DATA SECTION:

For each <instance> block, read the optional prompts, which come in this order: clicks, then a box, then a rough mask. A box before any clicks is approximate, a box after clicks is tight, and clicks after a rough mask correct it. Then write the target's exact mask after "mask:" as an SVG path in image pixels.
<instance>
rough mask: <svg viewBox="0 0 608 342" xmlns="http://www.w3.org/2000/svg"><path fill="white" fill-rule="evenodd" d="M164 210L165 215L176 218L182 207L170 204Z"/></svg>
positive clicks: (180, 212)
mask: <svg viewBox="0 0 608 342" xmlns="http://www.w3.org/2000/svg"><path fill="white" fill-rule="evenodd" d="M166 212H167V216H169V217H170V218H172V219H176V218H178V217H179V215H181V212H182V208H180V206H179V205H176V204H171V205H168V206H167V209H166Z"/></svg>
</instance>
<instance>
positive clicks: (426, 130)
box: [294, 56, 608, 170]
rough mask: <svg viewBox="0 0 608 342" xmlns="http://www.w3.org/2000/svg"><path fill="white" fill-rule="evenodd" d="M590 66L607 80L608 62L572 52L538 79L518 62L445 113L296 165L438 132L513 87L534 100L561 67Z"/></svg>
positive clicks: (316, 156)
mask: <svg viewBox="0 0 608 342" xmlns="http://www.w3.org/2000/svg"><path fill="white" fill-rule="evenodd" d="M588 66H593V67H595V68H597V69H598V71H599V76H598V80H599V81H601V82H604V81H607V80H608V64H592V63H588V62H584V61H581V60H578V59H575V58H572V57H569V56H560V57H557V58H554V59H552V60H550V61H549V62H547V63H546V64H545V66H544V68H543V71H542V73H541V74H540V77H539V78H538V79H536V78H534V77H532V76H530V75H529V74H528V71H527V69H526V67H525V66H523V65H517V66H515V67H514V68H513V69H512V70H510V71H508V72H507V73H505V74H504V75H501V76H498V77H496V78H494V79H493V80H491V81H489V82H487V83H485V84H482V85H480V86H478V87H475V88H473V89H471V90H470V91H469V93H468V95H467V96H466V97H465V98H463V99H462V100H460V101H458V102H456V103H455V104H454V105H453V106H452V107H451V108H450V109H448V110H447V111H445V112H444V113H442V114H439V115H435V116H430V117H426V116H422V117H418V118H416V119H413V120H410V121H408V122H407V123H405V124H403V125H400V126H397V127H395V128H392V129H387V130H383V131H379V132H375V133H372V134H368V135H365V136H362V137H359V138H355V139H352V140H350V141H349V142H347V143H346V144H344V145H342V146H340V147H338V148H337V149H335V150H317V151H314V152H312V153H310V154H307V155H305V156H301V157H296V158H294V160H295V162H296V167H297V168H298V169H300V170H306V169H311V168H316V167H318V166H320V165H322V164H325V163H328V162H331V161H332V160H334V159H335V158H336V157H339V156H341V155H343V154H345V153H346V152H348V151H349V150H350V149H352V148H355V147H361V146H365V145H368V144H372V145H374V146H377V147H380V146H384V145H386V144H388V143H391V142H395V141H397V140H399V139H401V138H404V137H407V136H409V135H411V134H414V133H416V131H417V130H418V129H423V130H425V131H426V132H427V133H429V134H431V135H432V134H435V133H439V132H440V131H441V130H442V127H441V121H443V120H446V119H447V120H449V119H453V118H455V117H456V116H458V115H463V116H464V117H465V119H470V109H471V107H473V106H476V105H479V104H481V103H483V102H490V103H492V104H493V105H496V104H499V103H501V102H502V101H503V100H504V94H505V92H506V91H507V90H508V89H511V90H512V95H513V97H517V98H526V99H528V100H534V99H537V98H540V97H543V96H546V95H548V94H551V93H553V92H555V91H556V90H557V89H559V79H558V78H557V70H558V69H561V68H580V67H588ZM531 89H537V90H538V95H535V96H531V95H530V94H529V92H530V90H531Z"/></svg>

WHAT THE EXERCISE ASKS: Render the records from their beginning through the line containing "positive clicks: (180, 212)", inclusive, as a JSON list of strings. Use one string per line and omit blank lines.

RESULT FOR THIS EXERCISE:
[
  "For each <instance> block, read the optional prompts, which come in this order: clicks, then a box, then a rough mask. A box before any clicks is approximate, a box after clicks is tight, and clicks after a rough mask correct it. Then write the target's exact mask after \"mask:\" as an SVG path in image pixels.",
  "<instance>",
  "rough mask: <svg viewBox=\"0 0 608 342\" xmlns=\"http://www.w3.org/2000/svg\"><path fill=\"white\" fill-rule=\"evenodd\" d=\"M164 210L165 215L176 218L182 207L170 204Z\"/></svg>",
  "positive clicks: (180, 212)"
]